▶ **Consigne a**
Redimensionnez les coordonnées des réponses pour tout ce qui va de la ligne contenant "Mark the monitor" jusqu'à la fin des enregistrements, ces deux limites comprises. Recopiez chacune de ces lignes en multipliant chaque coordonnée par 0,5 et en arrondissant à l'entier, les demis vers le haut.

▶ **Extrait de page**
______________________________
L’acidité de l’oseille qui contraste avec le gras de la crème, et recouvre une fine escalope de saumon rosée à l’arrête - à une époque où le cru n’était pas de mise : Voici la recette et l’audace qui, en 1964, contribuent à la gloire de Pierre Troisgros. Le chef est toujours associé à son frère Jean, spécialiste des sauces et de la cave, décédé accidentellement en 1983. L’un, Jean, était plus élancé que l’autre ; le critique gastronomique François Simon compare le duo Troisgros à "une sorte de Laurel comme dans Laurel et Hardy, assez rigolard, très réservé, qui regardait beaucoup les autres faire les paons ou les marrants. Il rigolait, il aimait chanter. Je l'ai tout de suite trouvé sympathique parce que c'était une époque, il y a 40 ans, où la camaraderie était fondamentale dans l'univers de la gastronomie".
Le saumon à l’oseille est remarqué et salué par le puissant critique gastronomique du Monde, Courtine. Les Troisgros sont alors considérés comme les inventeurs de la nouvelle cuisine aux côtés de Paul Bocuse, Michel Guérard et Alain Chapel. L’expression "nouvelle cuisine" est utilisée par Henri Gault et Christian Millau en 1973. Elle consiste en une gastronomie plus légère à l'esthétique plus soignée que la cuisine bourgeoise qui la précède. En 1968, les frères Troisgros obtiennent leur troisième étoile au Michelin, les deux autres ayant été gagnées par leur parents, Jean-Baptiste et Marie Troisgros.
En 1968 également, comme nous l’entendons dans le documentaire, le futur chef Bernard Loiseau est apprenti chez les frères Troisgros. Ils l’épatent. Le plus remarquable chez Pierre Troisgros, disparu en septembre 2020 alors qu’il s’apprêtait à déjeuner avec des amis et à partager avec eux une partie de cartes, est d’avoir prolongé une dynastie familiale de cuisiniers d’exception. Ses descendants assurent la relève. La marque de fabrique de la gastronomie Troisgros est un trait d’acidité dans tous les plats, comme le souligne Michel Troisgros. Outre l’oseille du fameux saumon de 1964, qui n’est plus à la carte aujourd’hui, l’acidité est apportée par le citron, les cornichons, la moutarde, le vinaigre.
Quand Pierre Troigros parle de la cuisine, il dit "c'est ma mère, c'est ma jeunesse, c'est des odeurs, une ambiance, un gout de la nouveauté, de la remise en question. Il faut inventer et remettre en question dans la cuisine comme dans tous les arts."
______________________________
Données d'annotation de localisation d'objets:
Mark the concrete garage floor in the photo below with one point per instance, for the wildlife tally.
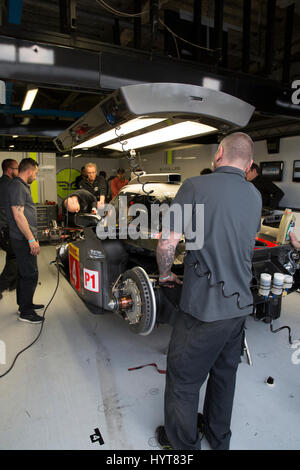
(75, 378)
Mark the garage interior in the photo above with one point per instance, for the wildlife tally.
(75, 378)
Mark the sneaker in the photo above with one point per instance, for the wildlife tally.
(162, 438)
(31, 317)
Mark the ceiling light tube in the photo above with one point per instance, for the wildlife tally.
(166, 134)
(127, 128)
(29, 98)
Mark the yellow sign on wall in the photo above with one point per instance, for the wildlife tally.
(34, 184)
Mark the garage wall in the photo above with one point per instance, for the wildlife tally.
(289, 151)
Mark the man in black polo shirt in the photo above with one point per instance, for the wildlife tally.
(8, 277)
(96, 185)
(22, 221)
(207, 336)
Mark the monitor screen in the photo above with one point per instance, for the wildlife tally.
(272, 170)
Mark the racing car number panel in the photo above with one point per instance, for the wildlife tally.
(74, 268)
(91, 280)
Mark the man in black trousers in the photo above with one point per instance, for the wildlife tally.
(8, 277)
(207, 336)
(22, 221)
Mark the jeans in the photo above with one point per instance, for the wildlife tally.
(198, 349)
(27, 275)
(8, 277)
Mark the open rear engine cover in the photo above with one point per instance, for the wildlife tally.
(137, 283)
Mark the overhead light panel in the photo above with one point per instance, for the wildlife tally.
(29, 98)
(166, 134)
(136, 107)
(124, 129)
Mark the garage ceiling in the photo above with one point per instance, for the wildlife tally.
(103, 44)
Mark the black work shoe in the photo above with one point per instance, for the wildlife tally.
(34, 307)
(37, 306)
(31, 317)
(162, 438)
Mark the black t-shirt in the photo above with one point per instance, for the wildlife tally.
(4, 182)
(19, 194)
______________________________
▶ **Consigne b**
Répondez aux questions suivantes à partir de l'extrait sur les Troisgros.
(i) De quoi Jean Troisgros était-il spécialiste ?
(ii) Qui emploie l'expression « nouvelle cuisine » en 1973 ?
(iii) Outre l'oseille, quels ingrédients apportent l'acidité dans la cuisine Troisgros ?

▶ **Corrigé a**
Mark the monitor screen in the photo above with one point per instance, for the wildlife tally.
(136, 85)
Mark the racing car number panel in the photo above with one point per instance, for the wildlife tally.
(37, 134)
(46, 140)
Mark the man in black trousers in the photo above with one point per instance, for the wildlife tally.
(4, 139)
(104, 168)
(11, 111)
Mark the jeans in the photo above with one point per instance, for the wildlife tally.
(99, 175)
(14, 138)
(4, 139)
Mark the open rear engine cover in the photo above with one point per instance, for the wildlife tally.
(69, 142)
Mark the overhead light panel in the photo above with one point per instance, for the wildlife tally.
(15, 49)
(83, 67)
(68, 54)
(62, 65)
Mark the garage ceiling in the photo above with one point per instance, for the wildlife tally.
(52, 22)
Mark the black work shoe in the photo above with one point per instance, for the wildlife tally.
(17, 154)
(19, 153)
(16, 159)
(81, 219)
Mark the black t-shirt in the photo above with one point per instance, for the wildlife tally.
(2, 91)
(10, 97)

▶ **Corrigé b**
(i) Des sauces et de la cave.
(ii) Henri Gault et Christian Millau.
(iii) Le citron, les cornichons, la moutarde et le vinaigre.